Problem:
Could you give the entries again, exactly as written?

[Stored dataset items]
= = =

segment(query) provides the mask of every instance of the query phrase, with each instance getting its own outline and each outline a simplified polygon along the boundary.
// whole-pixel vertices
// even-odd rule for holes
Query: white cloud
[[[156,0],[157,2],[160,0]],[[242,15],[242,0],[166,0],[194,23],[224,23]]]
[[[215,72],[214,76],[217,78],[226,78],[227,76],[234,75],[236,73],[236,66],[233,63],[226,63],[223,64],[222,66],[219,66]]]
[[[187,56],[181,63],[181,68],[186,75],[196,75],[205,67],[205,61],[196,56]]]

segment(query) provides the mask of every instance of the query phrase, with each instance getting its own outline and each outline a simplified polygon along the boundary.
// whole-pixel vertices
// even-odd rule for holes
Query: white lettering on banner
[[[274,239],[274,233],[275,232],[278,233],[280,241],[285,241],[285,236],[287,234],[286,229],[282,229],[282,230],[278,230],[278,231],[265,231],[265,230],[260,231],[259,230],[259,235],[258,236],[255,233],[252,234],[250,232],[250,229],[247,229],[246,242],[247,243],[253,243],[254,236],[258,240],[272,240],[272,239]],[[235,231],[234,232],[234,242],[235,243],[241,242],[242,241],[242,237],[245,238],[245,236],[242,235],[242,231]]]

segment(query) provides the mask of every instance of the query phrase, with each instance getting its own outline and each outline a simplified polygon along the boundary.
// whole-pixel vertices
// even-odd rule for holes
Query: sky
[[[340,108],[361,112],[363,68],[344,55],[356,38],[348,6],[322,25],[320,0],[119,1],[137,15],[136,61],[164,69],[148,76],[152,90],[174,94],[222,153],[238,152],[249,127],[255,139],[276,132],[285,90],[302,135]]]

= = =

Solution for this task:
segment(query) provides the mask of every instance of the query phrase, with each instance getting its own outline and each outline a simplified polygon along the boundary.
// whole-pixel vertices
// even-odd rule for holes
Query: white cloud
[[[156,0],[157,2],[160,0]],[[242,15],[242,0],[166,0],[194,23],[224,23]]]
[[[215,72],[214,76],[217,78],[226,78],[227,76],[234,75],[236,73],[236,66],[233,63],[226,63],[223,64],[222,66],[219,66]]]
[[[187,56],[181,63],[181,68],[186,75],[196,75],[205,67],[205,61],[196,56]]]

segment(query) provides the mask of every instance of the query phrase, with each instance getting its own outline and each outline a simplified polygon along the boundary.
// whole-pixel vertices
// even-odd rule for holes
Query: white lettering on banner
[[[274,239],[274,233],[275,232],[278,233],[280,241],[285,241],[285,236],[287,234],[286,229],[282,229],[282,230],[278,230],[278,231],[265,231],[265,230],[260,231],[259,230],[259,235],[258,236],[255,233],[252,234],[250,232],[250,229],[247,229],[246,242],[247,243],[253,243],[254,236],[258,240],[272,240],[272,239]],[[235,231],[234,232],[234,242],[235,243],[241,242],[242,241],[242,237],[245,238],[245,236],[242,235],[242,231]]]

segment(query) provides the mask of every instance of the query phrase, with each instance getting its own outline and each outline a simplified polygon along the boundary.
// whole-pixel vertices
// even-odd rule for holes
Query: sky
[[[340,108],[361,112],[363,68],[344,55],[356,38],[348,6],[322,25],[320,0],[119,1],[137,15],[136,61],[164,69],[148,76],[152,90],[174,94],[222,153],[238,152],[249,127],[255,139],[276,132],[285,90],[302,135]]]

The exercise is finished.